-- Work task --
Reproduce the court decision in the Rahaman immigration appeal word for word, from its first line to its last.

-- Passage to read --

United States Court of Appeals, Second Circuit.

Hanif RAHAMAN, Petitioner, v. William P. BARR, United States Attorney General, Respondent.


Decided: July 16, 2020

PRESENT: DEBRA ANN LIVINGSTON, RAYMOND J. LOHIER, JR., STEVEN J. MENASHI, Circuit Judges. FOR PETITIONER: David J. Rodkin, New York, NY. FOR RESPONDENT: Joseph H. Hunt, Assistant Attorney General; Claire L. Workman, Senior Litigation Counsel; Nelle M. Seymour, Trial Attorney, Office of Immigration Litigation, United States Department of Justice, Washington, DC.


Petitioner Hanif Rahaman, a native and citizen of Bangladesh, seeks review of a March 16, 2018, decision of the BIA affirming a June 13, 2017, decision of an Immigration Judge (“IJ”) denying his application for asylum, withholding of removal, and relief under the Convention Against Torture (“CAT”). In re Hanif Rahaman, No. A XXX XXX XXX (B.I.A. Mar. 16, 2018), aff'g No. A XXX XXX XXX (Immig. Ct. N.Y. City June 13, 2017). We assume the parties’ familiarity with the underlying facts and procedural history.

(Stored records)
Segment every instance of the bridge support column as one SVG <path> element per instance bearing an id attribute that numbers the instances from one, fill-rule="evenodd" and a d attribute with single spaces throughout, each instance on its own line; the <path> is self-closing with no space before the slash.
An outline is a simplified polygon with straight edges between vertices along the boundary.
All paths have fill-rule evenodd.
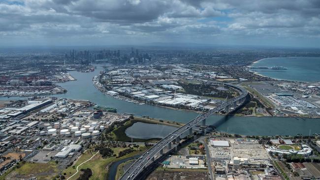
<path id="1" fill-rule="evenodd" d="M 229 106 L 225 106 L 225 108 L 224 108 L 224 111 L 225 111 L 226 113 L 229 112 Z"/>
<path id="2" fill-rule="evenodd" d="M 205 119 L 204 120 L 202 120 L 202 121 L 201 122 L 203 126 L 206 125 L 206 119 Z"/>
<path id="3" fill-rule="evenodd" d="M 180 142 L 180 137 L 178 136 L 176 138 L 176 143 L 179 143 Z"/>

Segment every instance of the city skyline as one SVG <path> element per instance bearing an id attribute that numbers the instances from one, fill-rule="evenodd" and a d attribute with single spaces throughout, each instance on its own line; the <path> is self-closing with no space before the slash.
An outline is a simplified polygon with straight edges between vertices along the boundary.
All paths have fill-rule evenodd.
<path id="1" fill-rule="evenodd" d="M 320 47 L 316 0 L 3 0 L 0 46 Z"/>

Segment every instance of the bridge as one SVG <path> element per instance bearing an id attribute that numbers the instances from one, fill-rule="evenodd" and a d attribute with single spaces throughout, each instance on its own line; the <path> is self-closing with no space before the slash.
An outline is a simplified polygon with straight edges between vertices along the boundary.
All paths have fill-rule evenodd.
<path id="1" fill-rule="evenodd" d="M 167 146 L 169 150 L 171 149 L 171 142 L 174 141 L 175 141 L 176 142 L 179 142 L 180 136 L 183 133 L 188 132 L 190 135 L 192 135 L 192 127 L 200 123 L 203 126 L 205 125 L 206 119 L 213 114 L 223 110 L 227 113 L 229 111 L 230 108 L 233 107 L 236 109 L 244 103 L 248 95 L 248 91 L 244 88 L 229 84 L 221 84 L 236 89 L 239 91 L 240 95 L 224 102 L 212 110 L 199 115 L 198 117 L 187 123 L 185 125 L 170 133 L 141 155 L 124 173 L 119 180 L 139 179 L 139 174 L 145 169 L 146 167 L 149 163 L 154 161 L 155 156 L 158 153 L 160 155 L 163 154 L 163 149 Z"/>

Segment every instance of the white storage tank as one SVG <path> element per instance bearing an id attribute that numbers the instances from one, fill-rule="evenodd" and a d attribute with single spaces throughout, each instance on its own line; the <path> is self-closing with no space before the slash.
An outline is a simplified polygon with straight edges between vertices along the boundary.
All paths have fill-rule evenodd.
<path id="1" fill-rule="evenodd" d="M 81 135 L 81 136 L 83 138 L 88 138 L 91 136 L 91 134 L 89 133 L 89 132 L 85 132 Z"/>
<path id="2" fill-rule="evenodd" d="M 99 134 L 100 134 L 100 131 L 98 131 L 97 130 L 95 130 L 92 131 L 92 134 L 94 136 L 98 135 Z"/>
<path id="3" fill-rule="evenodd" d="M 90 126 L 89 125 L 86 125 L 84 126 L 84 127 L 86 129 L 87 129 L 87 130 L 89 130 L 89 128 L 90 128 L 90 127 L 91 127 L 91 126 Z"/>
<path id="4" fill-rule="evenodd" d="M 97 124 L 97 123 L 96 123 L 96 122 L 93 122 L 91 123 L 91 126 L 92 127 L 96 127 L 96 126 Z"/>
<path id="5" fill-rule="evenodd" d="M 62 129 L 61 130 L 60 130 L 60 134 L 65 134 L 65 133 L 67 132 L 69 132 L 69 130 L 67 129 Z"/>
<path id="6" fill-rule="evenodd" d="M 50 125 L 50 123 L 45 123 L 43 124 L 43 126 L 45 126 L 45 127 L 49 126 L 49 125 Z"/>
<path id="7" fill-rule="evenodd" d="M 48 134 L 53 134 L 57 133 L 56 129 L 50 129 L 48 130 Z"/>
<path id="8" fill-rule="evenodd" d="M 74 135 L 76 136 L 79 136 L 81 135 L 81 131 L 77 131 L 74 132 Z"/>
<path id="9" fill-rule="evenodd" d="M 75 132 L 78 131 L 78 127 L 72 127 L 71 128 L 71 132 Z"/>

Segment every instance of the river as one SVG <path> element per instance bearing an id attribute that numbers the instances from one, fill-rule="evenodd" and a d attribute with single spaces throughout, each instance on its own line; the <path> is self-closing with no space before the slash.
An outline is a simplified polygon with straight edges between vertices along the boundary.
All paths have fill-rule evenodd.
<path id="1" fill-rule="evenodd" d="M 100 106 L 115 107 L 120 113 L 131 113 L 137 116 L 148 116 L 150 118 L 177 122 L 186 122 L 197 116 L 197 114 L 193 112 L 175 110 L 148 104 L 140 105 L 105 95 L 94 87 L 92 82 L 93 77 L 103 70 L 102 67 L 97 67 L 94 72 L 69 72 L 77 80 L 60 84 L 59 85 L 66 89 L 68 91 L 65 94 L 54 96 L 66 98 L 89 100 Z M 21 98 L 0 97 L 0 99 L 19 98 Z M 207 119 L 207 125 L 217 124 L 219 124 L 217 128 L 218 130 L 247 135 L 295 135 L 297 133 L 308 135 L 309 131 L 311 131 L 311 133 L 320 133 L 319 119 L 304 120 L 293 118 L 237 116 L 226 118 L 224 116 L 214 115 Z M 131 136 L 138 135 L 141 132 L 141 128 L 143 128 L 137 126 L 135 127 L 137 127 L 136 129 L 131 131 Z"/>

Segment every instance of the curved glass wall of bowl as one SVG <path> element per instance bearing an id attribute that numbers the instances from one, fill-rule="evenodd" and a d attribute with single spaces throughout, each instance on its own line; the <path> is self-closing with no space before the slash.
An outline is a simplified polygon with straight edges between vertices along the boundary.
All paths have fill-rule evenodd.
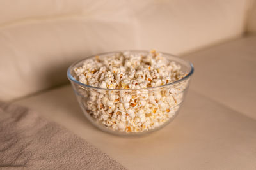
<path id="1" fill-rule="evenodd" d="M 145 51 L 124 52 L 143 55 L 148 53 Z M 96 55 L 104 57 L 118 52 L 120 52 Z M 67 75 L 87 118 L 105 132 L 125 136 L 149 133 L 170 123 L 177 115 L 184 100 L 193 67 L 192 64 L 178 57 L 162 54 L 169 60 L 180 65 L 186 76 L 175 82 L 145 89 L 108 89 L 78 81 L 75 78 L 74 69 L 81 66 L 84 60 L 95 55 L 70 66 Z"/>

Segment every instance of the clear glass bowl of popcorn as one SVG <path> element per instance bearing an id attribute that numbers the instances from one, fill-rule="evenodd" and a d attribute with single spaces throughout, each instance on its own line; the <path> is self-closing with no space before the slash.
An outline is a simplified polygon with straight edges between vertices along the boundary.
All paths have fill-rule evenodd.
<path id="1" fill-rule="evenodd" d="M 173 120 L 193 70 L 191 63 L 173 55 L 126 50 L 76 62 L 67 76 L 84 115 L 95 126 L 114 134 L 138 136 Z"/>

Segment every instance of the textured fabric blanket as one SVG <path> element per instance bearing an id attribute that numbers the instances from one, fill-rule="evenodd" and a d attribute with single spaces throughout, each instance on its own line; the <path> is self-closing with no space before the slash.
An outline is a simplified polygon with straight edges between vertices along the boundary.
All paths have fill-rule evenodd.
<path id="1" fill-rule="evenodd" d="M 125 169 L 35 111 L 0 102 L 0 169 Z"/>

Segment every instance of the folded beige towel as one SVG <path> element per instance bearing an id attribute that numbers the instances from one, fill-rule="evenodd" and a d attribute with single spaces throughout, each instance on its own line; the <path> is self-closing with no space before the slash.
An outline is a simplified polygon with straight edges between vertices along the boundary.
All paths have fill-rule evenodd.
<path id="1" fill-rule="evenodd" d="M 58 124 L 0 102 L 0 169 L 125 169 Z"/>

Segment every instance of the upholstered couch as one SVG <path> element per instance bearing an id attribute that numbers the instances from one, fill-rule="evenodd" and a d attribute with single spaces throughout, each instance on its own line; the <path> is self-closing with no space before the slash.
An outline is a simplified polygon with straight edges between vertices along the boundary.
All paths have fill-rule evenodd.
<path id="1" fill-rule="evenodd" d="M 0 3 L 0 100 L 38 111 L 131 169 L 256 169 L 255 1 Z M 93 127 L 68 66 L 97 53 L 152 48 L 194 64 L 179 115 L 141 138 Z"/>

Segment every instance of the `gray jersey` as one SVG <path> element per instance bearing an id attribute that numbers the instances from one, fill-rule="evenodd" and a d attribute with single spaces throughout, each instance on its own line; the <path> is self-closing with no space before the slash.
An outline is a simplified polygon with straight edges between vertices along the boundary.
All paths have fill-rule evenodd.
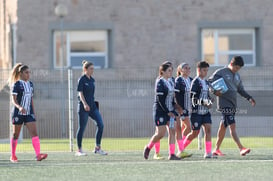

-- Expected output --
United States Court of Appeals, Second Circuit.

Hanif RAHAMAN, Petitioner, v. William P. BARR, United States Attorney General, Respondent.


Decided: July 16, 2020

PRESENT: DEBRA ANN LIVINGSTON, RAYMOND J. LOHIER, JR., STEVEN J. MENASHI, Circuit Judges. FOR PETITIONER: David J. Rodkin, New York, NY. FOR RESPONDENT: Joseph H. Hunt, Assistant Attorney General; Claire L. Workman, Senior Litigation Counsel; Nelle M. Seymour, Trial Attorney, Office of Immigration Litigation, United States Department of Justice, Washington, DC.


Petitioner Hanif Rahaman, a native and citizen of Bangladesh, seeks review of a March 16, 2018, decision of the BIA affirming a June 13, 2017, decision of an Immigration Judge (“IJ”) denying his application for asylum, withholding of removal, and relief under the Convention Against Torture (“CAT”). In re Hanif Rahaman, No. A XXX XXX XXX (B.I.A. Mar. 16, 2018), aff'g No. A XXX XXX XXX (Immig. Ct. N.Y. City June 13, 2017). We assume the parties’ familiarity with the underlying facts and procedural history.